### DOCUMENT EXCERPT ###

The Girl in the Spider's Web: A New Dragon Tattoo Story

The Girl in the Spider's Web: A New Dragon Tattoo Story

2018, R, 117 min. Directed by Fede Alvarez. Starring Claire Foy, Sylvia Hoeks, Lakeith Stanfield, Stephen Merchant, Sverrir Gudnason, Vicky Krieps.

REVIEWED By Josh Kupecki, Fri., Nov. 9, 2018

Lisbeth Salander is one of the more fascinating characters in recent fiction. Created by Swedish author Stieg Larsson in his trilogy of novels beginning with The Girl With the Dragon Tattoo, she ultimately embodies a vengeful spirit, one who culturally and with a fair amount of prescience, called attention to the sexual abuse of women, even though that has been happening for eons. Writers have described, rather reductively, Salander as a person who hurts men who hurt women. Indeed, she does that. Over the course of Larsson’s original trilogy (the author died in 2004), and now with fellow countryman and journalist David Lagercrantz picking up the torch and continuing the story with two more novels (including this film adaptation), the complicated life of this woman continues to unfold with new secrets revealed and, of course, a lot of computer hacking into the lives of horrible people.

### DATASET CONTENT ###

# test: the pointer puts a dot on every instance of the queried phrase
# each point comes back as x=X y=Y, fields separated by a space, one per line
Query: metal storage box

###

SHORT TASK: In the film review, who continued Lisbeth Salander's story with two more novels after Stieg Larsson's trilogy?

SOLUTION TO THIS TASK: David Lagercrantz, a Swedish journalist, continued the story.